- **Document passage**:
/ObjectPools.jl

thread-safe and flexible temporary arrays and object cache for semi-manual memory management

Primary LanguageJuliaMIT LicenseMIT

ObjectPools

Build Status

Implementation of flexible (and thread-safe) temporary arrays and array pools for situations where a little bit of semi-manual memory management improves performance. Used quite heavily throughout the ACE codebase, can lead to significant performance gains in some cases. Unfortunately, at this point, those gains are not always as systematic as one would hope.

The following Table shows a basic benchmark for evaluating a Chebyshev basis, for multiple inputs at the same time. This is a typical use-case for which this package is intended: the cost of arithmetic is on the same order of magnitude as the cost of allocation.

nB / nX 10 / 16 10 / 32 30 / 16 30 / 32
Array 147 / 259 163 / 566 377 / 876 412 / 1286
pre-allocated 89 / 97 65 / 66 253 / 263 213 / 214
FlexArray 95 / 100 63 / 63 264 / 273 207 / 213
ArrayPool(FlexArray) 91 / 93 68 / 70 264 / 271 216 / 223
FlexArrayCache 104 / 106 88 / 94 280 / 287 270 / 283
ArrayPool(FlexArrayCache) 111 / 112 93 / 98 285 / 292 275 / 287
TSafe(FlexArray) 87 / 89 67 / 68 262 / 269 212 / 219
TSafe(ArrayPool(FlexArray)) 96 / 97 74 / 77 262 / 271 224 / 232

API

FlexArray

ObjectPools.jl exports FlexArray which can be used to keep memory for an array and adapt its type and size as needed. In particular the eltype and size can change at runtime without performance loss. They are constructed as follows:

tmp = FlexArray()

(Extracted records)
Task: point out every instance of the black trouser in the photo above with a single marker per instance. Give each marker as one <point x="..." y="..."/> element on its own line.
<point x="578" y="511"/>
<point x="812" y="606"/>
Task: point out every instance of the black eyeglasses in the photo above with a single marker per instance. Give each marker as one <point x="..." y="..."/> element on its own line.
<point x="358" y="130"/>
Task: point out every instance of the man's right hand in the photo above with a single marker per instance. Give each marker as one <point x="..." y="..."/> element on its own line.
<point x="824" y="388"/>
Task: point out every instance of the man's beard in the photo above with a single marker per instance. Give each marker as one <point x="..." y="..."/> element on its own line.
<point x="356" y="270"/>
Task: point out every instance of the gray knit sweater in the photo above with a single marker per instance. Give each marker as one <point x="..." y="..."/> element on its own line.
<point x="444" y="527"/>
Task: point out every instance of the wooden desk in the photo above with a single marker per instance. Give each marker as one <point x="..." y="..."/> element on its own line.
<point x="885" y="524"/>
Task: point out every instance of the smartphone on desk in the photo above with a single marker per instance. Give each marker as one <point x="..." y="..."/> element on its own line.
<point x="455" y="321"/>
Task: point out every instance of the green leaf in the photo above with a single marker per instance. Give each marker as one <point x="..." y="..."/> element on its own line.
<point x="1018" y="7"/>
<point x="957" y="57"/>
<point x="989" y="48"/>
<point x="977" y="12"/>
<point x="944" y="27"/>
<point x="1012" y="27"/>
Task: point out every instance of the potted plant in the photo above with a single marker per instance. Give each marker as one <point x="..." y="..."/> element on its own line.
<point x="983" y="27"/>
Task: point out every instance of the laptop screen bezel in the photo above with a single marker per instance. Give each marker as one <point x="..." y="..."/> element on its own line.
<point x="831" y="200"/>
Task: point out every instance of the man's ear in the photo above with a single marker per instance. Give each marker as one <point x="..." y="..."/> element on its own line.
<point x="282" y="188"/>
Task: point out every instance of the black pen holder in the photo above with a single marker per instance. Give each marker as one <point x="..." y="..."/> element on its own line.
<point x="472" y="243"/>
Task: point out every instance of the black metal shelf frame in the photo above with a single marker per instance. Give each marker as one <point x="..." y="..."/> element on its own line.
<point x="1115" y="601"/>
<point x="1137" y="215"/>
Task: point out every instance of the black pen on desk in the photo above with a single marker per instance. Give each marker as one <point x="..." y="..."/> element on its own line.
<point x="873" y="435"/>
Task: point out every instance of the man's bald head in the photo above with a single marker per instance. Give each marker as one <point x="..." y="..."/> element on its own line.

- **Written task 1**: According to the ObjectPools.jl page, what kind of basis does the benchmark table evaluate?
- **Written task 2**: From the ObjectPools.jl page, retype the passage that begins at the words "Primary LanguageJuliaMIT LicenseMIT" and stops after "cost of allocation.".

- **Full answer 1**: A Chebyshev basis, evaluated for multiple inputs at the same time.

- **Full answer 2**:
Primary LanguageJuliaMIT LicenseMIT

ObjectPools

Build Status

Implementation of flexible (and thread-safe) temporary arrays and array pools for situations where a little bit of semi-manual memory management improves performance. Used quite heavily throughout the ACE codebase, can lead to significant performance gains in some cases. Unfortunately, at this point, those gains are not always as systematic as one would hope.

The following Table shows a basic benchmark for evaluating a Chebyshev basis, for multiple inputs at the same time. This is a typical use-case for which this package is intended: the cost of arithmetic is on the same order of magnitude as the cost of allocation.